* What is required
Word for word, restate every line of the listing that follows.

* Extracted entries
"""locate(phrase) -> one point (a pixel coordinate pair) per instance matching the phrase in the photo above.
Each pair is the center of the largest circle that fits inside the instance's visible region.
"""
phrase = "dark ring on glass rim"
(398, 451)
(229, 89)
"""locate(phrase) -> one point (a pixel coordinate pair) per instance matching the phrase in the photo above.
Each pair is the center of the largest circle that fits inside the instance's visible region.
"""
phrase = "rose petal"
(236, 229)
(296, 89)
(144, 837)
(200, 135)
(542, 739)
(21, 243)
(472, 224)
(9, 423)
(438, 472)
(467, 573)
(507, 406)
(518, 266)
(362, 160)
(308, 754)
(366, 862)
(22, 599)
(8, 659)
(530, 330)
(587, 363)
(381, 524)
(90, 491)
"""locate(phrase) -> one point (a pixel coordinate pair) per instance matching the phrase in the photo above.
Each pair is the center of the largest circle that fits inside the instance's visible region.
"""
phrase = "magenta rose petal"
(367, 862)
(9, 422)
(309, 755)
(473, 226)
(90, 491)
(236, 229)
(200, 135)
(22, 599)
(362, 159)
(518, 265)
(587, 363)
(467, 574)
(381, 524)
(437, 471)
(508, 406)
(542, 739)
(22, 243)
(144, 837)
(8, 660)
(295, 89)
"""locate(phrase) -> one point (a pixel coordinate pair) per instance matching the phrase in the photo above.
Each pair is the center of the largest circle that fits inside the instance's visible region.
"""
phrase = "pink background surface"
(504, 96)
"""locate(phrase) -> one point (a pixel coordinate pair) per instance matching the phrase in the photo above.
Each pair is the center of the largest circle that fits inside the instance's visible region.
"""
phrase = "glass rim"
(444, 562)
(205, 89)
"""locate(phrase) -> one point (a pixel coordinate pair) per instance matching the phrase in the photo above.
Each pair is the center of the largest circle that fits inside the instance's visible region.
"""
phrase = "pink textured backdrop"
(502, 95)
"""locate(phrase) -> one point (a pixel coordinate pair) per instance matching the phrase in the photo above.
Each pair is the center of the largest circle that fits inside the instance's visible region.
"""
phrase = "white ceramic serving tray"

* Answer below
"""locate(phrase) -> one point (a pixel coordinate pair) per instance matching the phrase in the photo above.
Each pair is the center of the largest circle that fits inside the instance's visible region.
"""
phrase = "dark ring on glass rim"
(398, 451)
(229, 89)
"""locate(phrase) -> one point (a pixel coordinate pair) per instance matching the phrase in the photo above.
Each pair is the center of the largest circle that fits inside the instance's visible region.
"""
phrase = "rose petal"
(236, 229)
(296, 89)
(144, 837)
(200, 135)
(542, 739)
(21, 243)
(472, 224)
(9, 423)
(438, 472)
(467, 573)
(507, 406)
(518, 266)
(362, 160)
(308, 754)
(366, 862)
(22, 599)
(8, 659)
(530, 330)
(587, 363)
(381, 524)
(90, 491)
"""locate(phrase) -> one point (a pixel coordinate pair) per instance matching the phrase in the photo above.
Each pair is the center of the largest circle that fits inside the instance's visible region.
"""
phrase = "magenta rose petal"
(367, 862)
(9, 422)
(309, 755)
(473, 226)
(90, 491)
(236, 229)
(200, 135)
(22, 599)
(362, 159)
(518, 265)
(587, 363)
(467, 574)
(381, 524)
(437, 471)
(508, 406)
(542, 739)
(22, 243)
(144, 837)
(8, 660)
(295, 89)
"""locate(phrase) -> one point (a pixel coordinate pair) per instance matching the phrase in the photo above.
Each pair is the center of the largest circle that fits inside the instance's visible region.
"""
phrase = "pink background surface"
(504, 96)
"""locate(phrase) -> one point (a pixel coordinate pair) per instance matching the phrase in the photo above.
Each pair is the center of the largest circle that fits inside the instance's visible region.
"""
phrase = "glass rim"
(444, 562)
(205, 89)
"""locate(phrase) -> one point (a pixel coordinate pair) per instance matching the phrase in the photo above.
Each pair is the center of the largest circle that fits inside the instance's visible region.
"""
phrase = "pink textured backdrop"
(502, 95)
"""locate(phrase) -> one point (a pixel coordinate pair) per instance matching the phrase in the photo above.
Each pair is the center of the largest circle that fits inside the instance's visible region.
"""
phrase = "white ceramic serving tray"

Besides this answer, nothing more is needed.